Information provided Start Marker

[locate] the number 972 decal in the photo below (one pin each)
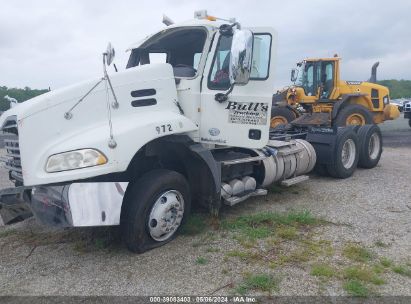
(164, 129)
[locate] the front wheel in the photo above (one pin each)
(370, 146)
(353, 114)
(155, 206)
(346, 154)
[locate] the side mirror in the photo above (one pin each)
(294, 74)
(241, 57)
(109, 54)
(323, 78)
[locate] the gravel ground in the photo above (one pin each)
(373, 206)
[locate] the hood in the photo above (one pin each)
(71, 94)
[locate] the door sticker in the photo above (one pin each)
(247, 113)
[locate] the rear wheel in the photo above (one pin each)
(370, 146)
(155, 206)
(346, 154)
(281, 116)
(353, 114)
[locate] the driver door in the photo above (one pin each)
(244, 119)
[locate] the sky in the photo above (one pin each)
(54, 43)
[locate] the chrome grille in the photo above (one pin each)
(11, 141)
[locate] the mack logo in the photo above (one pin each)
(354, 82)
(247, 106)
(214, 132)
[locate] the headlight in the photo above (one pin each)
(75, 160)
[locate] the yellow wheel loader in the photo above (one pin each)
(319, 97)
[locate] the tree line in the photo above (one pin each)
(398, 89)
(19, 94)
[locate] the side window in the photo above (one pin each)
(218, 78)
(329, 71)
(196, 60)
(308, 79)
(261, 56)
(158, 57)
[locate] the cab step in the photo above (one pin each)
(234, 200)
(292, 181)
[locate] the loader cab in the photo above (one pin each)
(318, 78)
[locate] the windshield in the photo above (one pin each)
(180, 47)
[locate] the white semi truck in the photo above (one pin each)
(139, 147)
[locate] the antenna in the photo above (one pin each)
(167, 21)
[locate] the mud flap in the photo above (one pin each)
(14, 204)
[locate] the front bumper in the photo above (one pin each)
(13, 204)
(78, 204)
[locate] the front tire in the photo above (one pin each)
(370, 146)
(353, 114)
(155, 207)
(346, 154)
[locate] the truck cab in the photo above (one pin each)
(199, 54)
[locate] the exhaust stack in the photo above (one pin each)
(373, 78)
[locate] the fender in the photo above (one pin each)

Information provided End Marker

§ **Task goal**
Each entry above should be restated word for word, though no picture may appear in the copy.

§ **Exercise result**
[locate] the number 972 decal in the photo below (one pin each)
(164, 129)
[locate] the front wheel in the photo above (one pin each)
(370, 146)
(353, 114)
(155, 206)
(346, 154)
[locate] the side mirror in the photo above (one pin each)
(294, 74)
(241, 57)
(109, 54)
(323, 78)
[locate] the gravel ground in the photo above (one pin each)
(373, 206)
[locate] the hood in the photo above (one pin each)
(71, 94)
[locate] the door sticker in the photo above (one pin each)
(247, 113)
[locate] the rear wheel in the photo above (one pin each)
(370, 146)
(155, 206)
(346, 154)
(281, 116)
(353, 114)
[locate] the driver door in the photo above (one pin each)
(244, 119)
[locate] the sky in the photo above (one pin each)
(54, 43)
[locate] the chrome grille in the photo above (one pin each)
(11, 141)
[locate] the mack logo in the photo above (one pin each)
(354, 82)
(247, 106)
(214, 132)
[locate] the headlight in the photo above (one pin each)
(75, 160)
[locate] the yellow wheel loader in the photo above (one pin each)
(319, 97)
[locate] the tree line in the photo above (one pin each)
(398, 89)
(19, 94)
[locate] the side window in the photo above (one pin each)
(218, 78)
(329, 71)
(196, 60)
(308, 79)
(261, 56)
(158, 57)
[locate] the cab step in the photo above (one pin each)
(234, 200)
(292, 181)
[locate] the loader cab in the photo above (one pin each)
(318, 78)
[locate] the windshield in the photo above (one pin each)
(180, 47)
[locate] the white semi truck in the photo above (one pin each)
(139, 147)
[locate] the antenna in the photo above (one pin each)
(167, 21)
[locate] the mud flap in the photo above (one pin each)
(14, 204)
[locate] the front bumper in the photo above (one pin each)
(13, 204)
(78, 204)
[locate] the front tire in the photo above (one pin each)
(370, 146)
(353, 114)
(155, 207)
(346, 154)
[locate] the truck cab in the photo above (one pin each)
(199, 54)
[locate] the exhaust stack in the photo above (one pin each)
(373, 78)
[locate] the fender in the photo above (one pin each)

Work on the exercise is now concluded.